_What the task asks:_
Restate word for word the entries below, starting with the line with "Task: point out every instance of the black" and continuing through the line with "Task: point out every instance of the white". Include both of those lines and no others.

Natural-language object grounding data:

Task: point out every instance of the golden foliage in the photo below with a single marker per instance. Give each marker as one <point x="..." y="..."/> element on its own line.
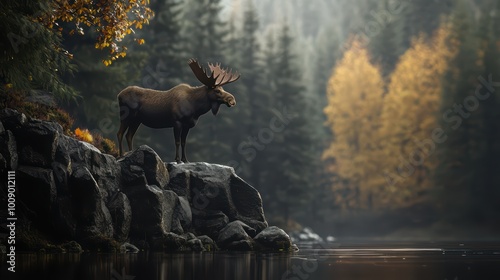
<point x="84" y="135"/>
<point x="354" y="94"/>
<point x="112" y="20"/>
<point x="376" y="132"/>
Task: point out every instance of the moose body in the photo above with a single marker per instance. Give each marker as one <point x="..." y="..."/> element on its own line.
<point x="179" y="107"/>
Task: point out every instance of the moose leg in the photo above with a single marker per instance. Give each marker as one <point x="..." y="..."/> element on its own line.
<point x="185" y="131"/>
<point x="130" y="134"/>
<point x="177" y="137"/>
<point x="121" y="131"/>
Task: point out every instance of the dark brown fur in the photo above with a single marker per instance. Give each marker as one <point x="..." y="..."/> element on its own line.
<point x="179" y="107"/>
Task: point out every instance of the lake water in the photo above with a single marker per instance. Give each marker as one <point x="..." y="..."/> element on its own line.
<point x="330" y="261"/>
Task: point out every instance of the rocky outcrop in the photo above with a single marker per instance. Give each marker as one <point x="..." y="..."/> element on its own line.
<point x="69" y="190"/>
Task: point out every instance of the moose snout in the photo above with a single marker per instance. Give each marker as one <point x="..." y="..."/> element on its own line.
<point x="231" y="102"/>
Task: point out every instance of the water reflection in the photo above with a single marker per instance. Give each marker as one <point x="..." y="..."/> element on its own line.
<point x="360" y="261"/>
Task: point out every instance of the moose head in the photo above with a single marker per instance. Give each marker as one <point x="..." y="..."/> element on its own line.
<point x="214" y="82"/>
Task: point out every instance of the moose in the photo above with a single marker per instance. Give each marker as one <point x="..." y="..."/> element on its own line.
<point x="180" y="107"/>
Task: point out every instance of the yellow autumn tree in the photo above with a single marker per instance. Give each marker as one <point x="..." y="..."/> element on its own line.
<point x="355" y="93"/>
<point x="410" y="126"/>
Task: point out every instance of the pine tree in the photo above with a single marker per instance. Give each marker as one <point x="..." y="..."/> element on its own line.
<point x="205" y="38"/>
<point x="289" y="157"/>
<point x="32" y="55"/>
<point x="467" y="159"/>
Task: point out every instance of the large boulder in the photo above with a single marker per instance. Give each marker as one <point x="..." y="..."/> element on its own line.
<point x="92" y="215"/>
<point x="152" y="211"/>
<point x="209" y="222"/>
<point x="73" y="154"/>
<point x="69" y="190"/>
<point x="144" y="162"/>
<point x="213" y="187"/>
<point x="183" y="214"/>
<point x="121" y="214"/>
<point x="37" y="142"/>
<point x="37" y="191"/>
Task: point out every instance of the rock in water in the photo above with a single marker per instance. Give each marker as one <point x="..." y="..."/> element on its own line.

--

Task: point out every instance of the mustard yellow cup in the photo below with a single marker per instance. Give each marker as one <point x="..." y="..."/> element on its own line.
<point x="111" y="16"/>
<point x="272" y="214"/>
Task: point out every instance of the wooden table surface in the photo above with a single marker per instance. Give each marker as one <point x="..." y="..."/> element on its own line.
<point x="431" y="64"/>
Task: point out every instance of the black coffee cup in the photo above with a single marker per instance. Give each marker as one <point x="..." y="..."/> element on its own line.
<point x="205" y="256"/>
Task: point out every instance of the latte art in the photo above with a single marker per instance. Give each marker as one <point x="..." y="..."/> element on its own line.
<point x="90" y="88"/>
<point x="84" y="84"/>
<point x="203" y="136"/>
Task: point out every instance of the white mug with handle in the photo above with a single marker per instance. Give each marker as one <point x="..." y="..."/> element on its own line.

_Answer to this exercise:_
Task: point out every instance of the black coffee cup in the photo above with a single marker per instance. Give each marker as one <point x="..." y="..."/> element on its own line.
<point x="205" y="256"/>
Task: point out every instance of the latte art in the photo above with a single marker per instance. Give each marker as one <point x="..." y="..."/> element on its own line.
<point x="90" y="88"/>
<point x="84" y="84"/>
<point x="203" y="136"/>
Task: point out every instance of the white mug with handle in the photo above with a single marker per instance. Give each marker as one <point x="..." y="..."/> element on its own line.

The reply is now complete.